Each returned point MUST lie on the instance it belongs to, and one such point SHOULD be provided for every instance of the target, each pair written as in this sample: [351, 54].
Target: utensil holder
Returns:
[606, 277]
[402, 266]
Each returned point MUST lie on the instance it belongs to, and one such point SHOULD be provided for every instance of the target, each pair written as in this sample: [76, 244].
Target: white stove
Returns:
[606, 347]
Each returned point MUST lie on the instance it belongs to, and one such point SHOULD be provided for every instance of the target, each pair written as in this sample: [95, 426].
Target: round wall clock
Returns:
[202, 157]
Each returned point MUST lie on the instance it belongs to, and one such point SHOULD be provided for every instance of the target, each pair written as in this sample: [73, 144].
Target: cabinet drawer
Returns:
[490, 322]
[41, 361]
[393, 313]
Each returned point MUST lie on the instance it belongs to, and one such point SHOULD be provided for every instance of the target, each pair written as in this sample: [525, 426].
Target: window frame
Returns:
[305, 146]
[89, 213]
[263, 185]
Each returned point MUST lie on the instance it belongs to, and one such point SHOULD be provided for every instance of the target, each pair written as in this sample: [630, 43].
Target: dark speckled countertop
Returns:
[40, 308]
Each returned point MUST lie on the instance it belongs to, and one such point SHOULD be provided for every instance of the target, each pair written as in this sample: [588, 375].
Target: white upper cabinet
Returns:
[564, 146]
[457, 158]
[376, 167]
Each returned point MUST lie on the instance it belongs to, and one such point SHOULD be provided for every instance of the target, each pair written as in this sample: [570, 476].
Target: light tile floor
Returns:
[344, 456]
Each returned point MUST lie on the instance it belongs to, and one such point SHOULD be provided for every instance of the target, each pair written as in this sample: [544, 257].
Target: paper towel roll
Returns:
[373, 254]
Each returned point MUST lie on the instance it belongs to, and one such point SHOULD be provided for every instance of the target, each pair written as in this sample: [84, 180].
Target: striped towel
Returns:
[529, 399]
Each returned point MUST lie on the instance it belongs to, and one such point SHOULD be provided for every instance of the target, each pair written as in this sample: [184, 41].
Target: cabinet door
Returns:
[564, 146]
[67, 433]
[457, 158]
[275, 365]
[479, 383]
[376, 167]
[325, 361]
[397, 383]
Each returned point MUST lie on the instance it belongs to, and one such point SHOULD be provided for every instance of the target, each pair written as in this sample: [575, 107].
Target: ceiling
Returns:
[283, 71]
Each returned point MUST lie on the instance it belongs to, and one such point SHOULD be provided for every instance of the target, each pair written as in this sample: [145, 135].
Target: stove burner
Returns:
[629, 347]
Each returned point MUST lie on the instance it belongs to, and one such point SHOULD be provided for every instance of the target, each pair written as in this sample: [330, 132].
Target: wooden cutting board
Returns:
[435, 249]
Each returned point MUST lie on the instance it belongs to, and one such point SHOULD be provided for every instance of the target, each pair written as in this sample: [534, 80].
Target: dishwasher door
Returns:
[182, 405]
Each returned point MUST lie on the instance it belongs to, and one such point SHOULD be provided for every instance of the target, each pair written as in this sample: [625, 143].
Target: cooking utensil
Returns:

.....

* Exercise details
Copy all of the lines above without any change, from the first line through the last.

* Response to this exercise
Each returned point MUST lie on the instance it belongs to, and one such point SHOULD be provided for every instance of the target, each pair written as in this sample: [351, 54].
Target: utensil holder
Returns:
[606, 277]
[402, 266]
Each returned point MUST lie on the instance it belongs to, and one such point SHOULD be provided for every instance of the target, each pair written as in this sample: [76, 244].
Target: white stove
Returns:
[606, 347]
Each returned point MUST lie on the instance it belongs to, and one such point SHOULD be provided for every instance of the target, each pair written as in this sample: [95, 426].
Target: round wall clock
Returns:
[202, 157]
Each returned point MUST lie on the instance it belongs to, and one such point SHOULD be provided for every instance of the target, each pair written as in this sample: [73, 144].
Target: cabinet drawer
Returns:
[490, 322]
[41, 361]
[393, 313]
Each returned point MUST lie on the instance it belongs to, and one such point SHOULD be provided for every instance of the target, each pair written as in this sample: [525, 426].
Target: window frame
Returns:
[305, 146]
[89, 213]
[263, 185]
Each returned point MUST lie on the instance it belongs to, and one such point SHOULD be provided for every instance of the target, each pair written as in this sample: [630, 43].
Target: dark speckled countertop
Returns:
[40, 308]
Each returned point MUST lie on the instance it belongs to, and one such point SHOULD be provided for every instance of the target, each pair written as in this sample: [588, 375].
Target: white upper cabinet
Returns:
[564, 146]
[457, 158]
[376, 167]
Each returned point MUST lie on the instance it belongs to, and one such point SHOULD be provided for every instance of the target, each pair written as in this sample: [570, 476].
Target: light tile floor
Returns:
[344, 456]
Each returned point MUST lie on the instance it belongs to, and one such point SHOULD be provided for every instance of the target, each pair written as in this sample: [544, 257].
Target: paper towel roll
Returns:
[373, 254]
Each returned point MUST lie on the instance it belongs to, and one such point SHOULD be provided for every instance of the target, each pair written as in this sample: [84, 180].
Target: striped towel
Returns:
[529, 399]
Each returned point MUST lie on the instance it belongs to, and one such point SHOULD be provided for every instance of the target, each pair written as in this sample: [184, 41].
Target: cabinet door
Returns:
[564, 146]
[67, 433]
[457, 158]
[275, 365]
[479, 383]
[376, 167]
[325, 361]
[397, 383]
Each returned point MUST lie on the instance it belongs to, and one such point SHOULD be provided for every instance of the target, each pair written as in this sample: [575, 107].
Target: ceiling
Returns:
[283, 71]
Each returned point MUST lie on the instance it belongs to, and one such point SHOULD be provided for every instance of the target, each pair written as in this sample: [145, 135].
Target: stove burner
Returns:
[629, 347]
Each returned point MUST lie on the instance it belongs to, and one such point SHOULD be provided for every instance of the target, each pair written as in this sample: [330, 132].
Target: wooden cutting board
Returns:
[435, 249]
Each returned point MUST lie on the instance it belongs to, and one such point SHOULD be provided for every instance of the target, each pair written as in this sample: [534, 80].
Target: dishwasher door
Returns:
[182, 405]
Each returned point MUST lie on the instance it belongs to, and one such point SHOULD be provided for every instance of the target, each pair written as in this sample: [625, 143].
Target: cooking utensil
Returns:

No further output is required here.